Find every line in the records below that contains the word "yellow" and copy each one.

* START Data entries *

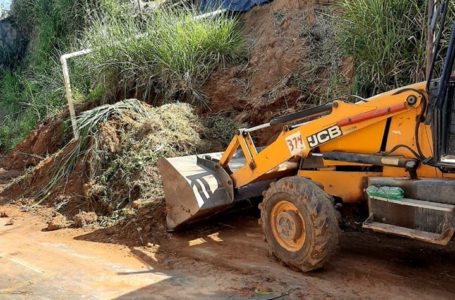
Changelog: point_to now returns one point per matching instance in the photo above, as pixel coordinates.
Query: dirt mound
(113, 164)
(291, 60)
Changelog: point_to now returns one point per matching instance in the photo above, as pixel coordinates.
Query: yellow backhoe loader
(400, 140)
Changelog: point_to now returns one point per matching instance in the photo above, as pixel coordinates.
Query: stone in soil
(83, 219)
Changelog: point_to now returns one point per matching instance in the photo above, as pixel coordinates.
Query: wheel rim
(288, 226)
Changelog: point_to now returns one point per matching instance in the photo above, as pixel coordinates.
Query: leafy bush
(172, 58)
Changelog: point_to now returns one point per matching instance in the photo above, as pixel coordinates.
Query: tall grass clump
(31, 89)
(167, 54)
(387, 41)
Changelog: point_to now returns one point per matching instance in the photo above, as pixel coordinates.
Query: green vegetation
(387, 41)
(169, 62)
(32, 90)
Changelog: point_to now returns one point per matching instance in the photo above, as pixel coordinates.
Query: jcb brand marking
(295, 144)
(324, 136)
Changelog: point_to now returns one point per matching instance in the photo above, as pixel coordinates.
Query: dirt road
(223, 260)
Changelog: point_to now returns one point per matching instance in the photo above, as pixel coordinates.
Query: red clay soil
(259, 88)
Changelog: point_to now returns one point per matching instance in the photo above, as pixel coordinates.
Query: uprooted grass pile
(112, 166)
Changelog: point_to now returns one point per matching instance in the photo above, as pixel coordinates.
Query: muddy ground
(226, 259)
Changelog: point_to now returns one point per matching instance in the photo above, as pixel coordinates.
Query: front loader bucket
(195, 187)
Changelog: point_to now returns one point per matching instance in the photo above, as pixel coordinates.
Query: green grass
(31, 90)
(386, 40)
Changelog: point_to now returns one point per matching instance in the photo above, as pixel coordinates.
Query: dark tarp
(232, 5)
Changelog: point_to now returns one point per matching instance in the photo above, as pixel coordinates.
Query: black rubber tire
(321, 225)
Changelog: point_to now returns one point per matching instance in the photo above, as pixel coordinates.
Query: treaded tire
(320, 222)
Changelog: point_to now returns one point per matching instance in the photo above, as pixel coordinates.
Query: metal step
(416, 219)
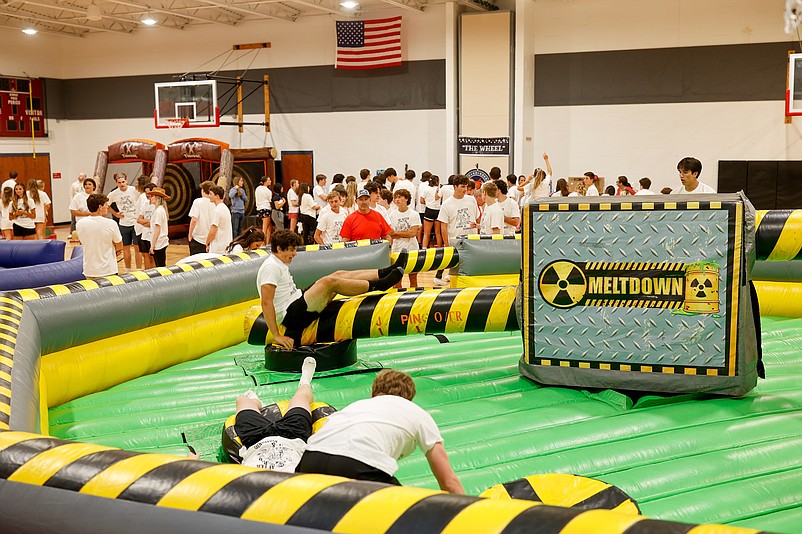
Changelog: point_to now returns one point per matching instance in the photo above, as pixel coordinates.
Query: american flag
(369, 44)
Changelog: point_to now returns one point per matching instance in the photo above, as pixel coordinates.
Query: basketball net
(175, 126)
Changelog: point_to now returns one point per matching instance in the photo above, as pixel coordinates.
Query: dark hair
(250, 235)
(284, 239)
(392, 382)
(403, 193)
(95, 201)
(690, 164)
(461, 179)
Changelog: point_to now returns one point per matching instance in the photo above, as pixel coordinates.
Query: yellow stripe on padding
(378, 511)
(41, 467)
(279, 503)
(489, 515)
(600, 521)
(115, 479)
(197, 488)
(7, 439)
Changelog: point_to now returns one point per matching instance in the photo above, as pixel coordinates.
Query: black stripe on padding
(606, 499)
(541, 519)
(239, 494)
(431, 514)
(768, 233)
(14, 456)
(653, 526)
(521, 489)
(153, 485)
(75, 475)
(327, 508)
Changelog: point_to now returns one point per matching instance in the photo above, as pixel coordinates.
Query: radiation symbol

* END Data entries *
* START Data entries *

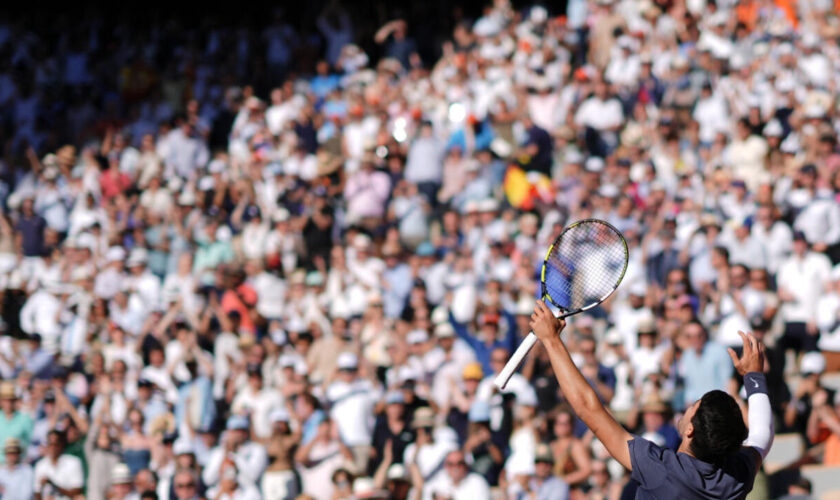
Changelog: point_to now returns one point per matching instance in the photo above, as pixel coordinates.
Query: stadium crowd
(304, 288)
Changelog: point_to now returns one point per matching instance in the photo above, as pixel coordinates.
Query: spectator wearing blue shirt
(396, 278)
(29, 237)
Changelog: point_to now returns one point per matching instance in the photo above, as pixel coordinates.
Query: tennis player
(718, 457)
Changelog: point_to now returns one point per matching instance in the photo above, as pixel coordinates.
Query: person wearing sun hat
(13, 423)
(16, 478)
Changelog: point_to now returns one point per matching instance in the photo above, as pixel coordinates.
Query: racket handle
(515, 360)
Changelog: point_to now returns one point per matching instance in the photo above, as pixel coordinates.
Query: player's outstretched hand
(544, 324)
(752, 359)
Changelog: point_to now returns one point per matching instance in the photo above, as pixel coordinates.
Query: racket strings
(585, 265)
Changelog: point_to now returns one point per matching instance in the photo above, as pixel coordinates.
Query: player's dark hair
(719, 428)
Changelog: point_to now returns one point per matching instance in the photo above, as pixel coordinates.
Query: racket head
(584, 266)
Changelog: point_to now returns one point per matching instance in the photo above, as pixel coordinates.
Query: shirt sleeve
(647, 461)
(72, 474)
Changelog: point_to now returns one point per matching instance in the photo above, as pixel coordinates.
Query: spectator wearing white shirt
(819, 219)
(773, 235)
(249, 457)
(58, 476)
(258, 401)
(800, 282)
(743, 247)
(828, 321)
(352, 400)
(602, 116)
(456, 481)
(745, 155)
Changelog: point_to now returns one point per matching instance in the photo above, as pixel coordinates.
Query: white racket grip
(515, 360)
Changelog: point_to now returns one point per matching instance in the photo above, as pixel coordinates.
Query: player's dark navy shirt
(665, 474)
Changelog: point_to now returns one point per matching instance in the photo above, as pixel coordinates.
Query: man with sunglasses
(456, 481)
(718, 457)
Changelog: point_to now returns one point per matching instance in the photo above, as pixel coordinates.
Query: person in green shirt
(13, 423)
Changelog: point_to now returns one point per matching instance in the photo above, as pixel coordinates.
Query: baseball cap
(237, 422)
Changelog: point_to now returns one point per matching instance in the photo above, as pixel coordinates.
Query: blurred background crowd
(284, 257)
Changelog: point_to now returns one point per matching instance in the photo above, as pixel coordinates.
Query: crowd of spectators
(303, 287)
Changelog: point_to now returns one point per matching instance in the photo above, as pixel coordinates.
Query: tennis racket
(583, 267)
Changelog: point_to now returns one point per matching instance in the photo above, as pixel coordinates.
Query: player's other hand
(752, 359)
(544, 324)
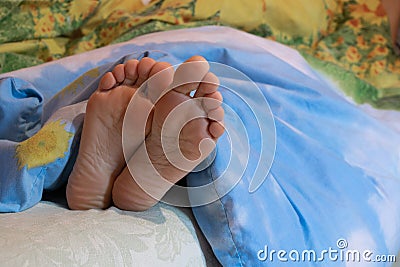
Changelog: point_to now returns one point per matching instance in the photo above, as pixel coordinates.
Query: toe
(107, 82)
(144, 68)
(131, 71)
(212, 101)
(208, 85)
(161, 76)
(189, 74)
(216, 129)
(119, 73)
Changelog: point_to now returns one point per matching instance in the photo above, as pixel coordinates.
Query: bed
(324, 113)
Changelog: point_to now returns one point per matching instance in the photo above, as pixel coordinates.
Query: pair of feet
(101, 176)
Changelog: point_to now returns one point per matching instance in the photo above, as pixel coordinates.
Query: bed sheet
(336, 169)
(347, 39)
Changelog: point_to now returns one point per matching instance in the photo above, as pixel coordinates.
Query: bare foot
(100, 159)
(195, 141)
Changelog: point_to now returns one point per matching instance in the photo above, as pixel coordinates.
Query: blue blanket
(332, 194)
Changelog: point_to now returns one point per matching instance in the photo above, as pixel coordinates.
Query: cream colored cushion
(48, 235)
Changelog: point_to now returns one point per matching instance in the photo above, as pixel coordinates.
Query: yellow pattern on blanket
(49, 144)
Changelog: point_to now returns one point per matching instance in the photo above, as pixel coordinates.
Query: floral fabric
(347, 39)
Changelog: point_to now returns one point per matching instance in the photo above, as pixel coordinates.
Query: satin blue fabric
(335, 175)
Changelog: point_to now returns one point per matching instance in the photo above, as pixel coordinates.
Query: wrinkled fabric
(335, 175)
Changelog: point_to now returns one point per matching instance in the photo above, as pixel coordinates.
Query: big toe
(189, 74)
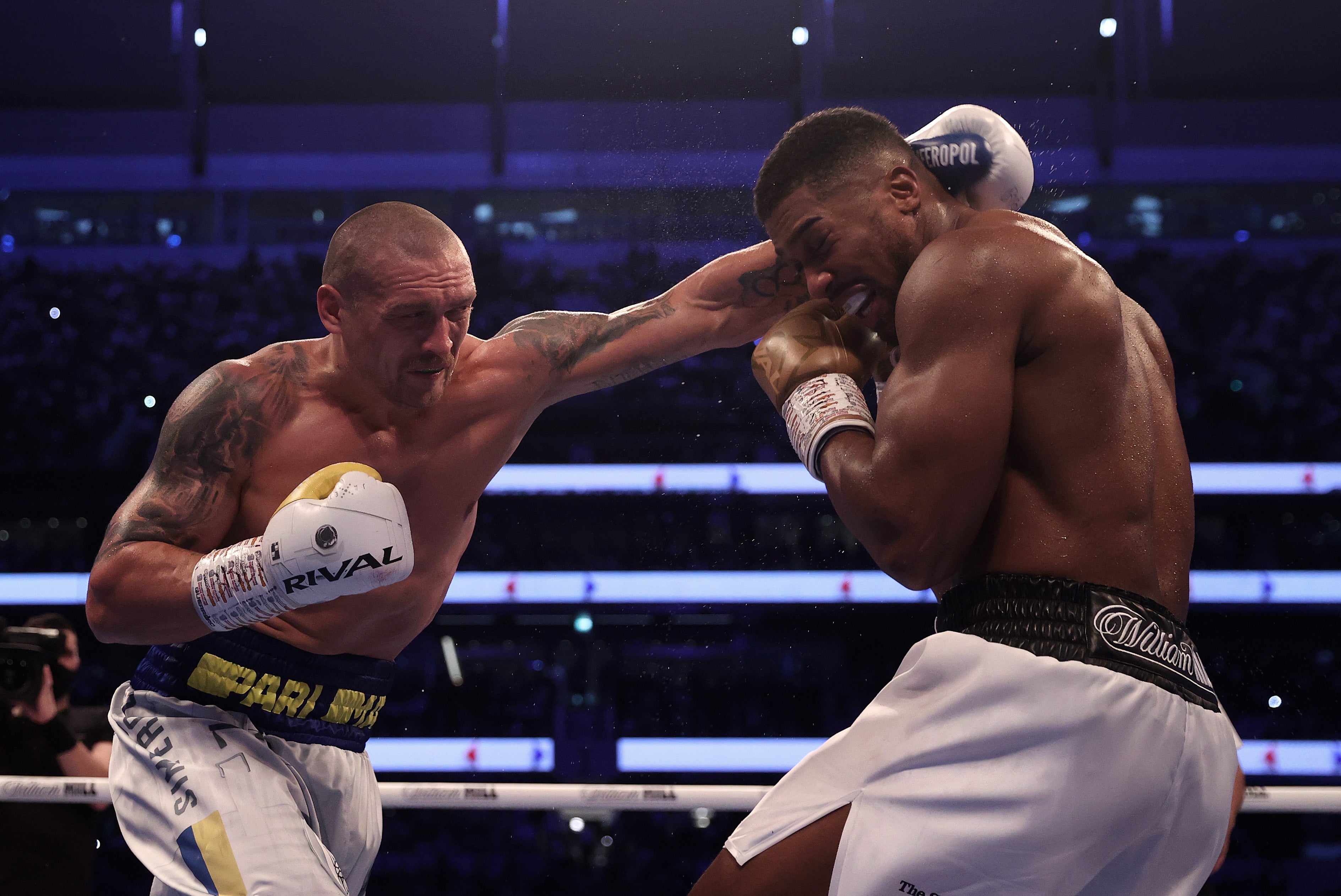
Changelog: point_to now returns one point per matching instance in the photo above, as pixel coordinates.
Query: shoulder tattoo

* END Data entries *

Answer to the task ->
Query: yellow backhoe loader
Query: yellow stripe on padding
Query: yellow pattern on blanket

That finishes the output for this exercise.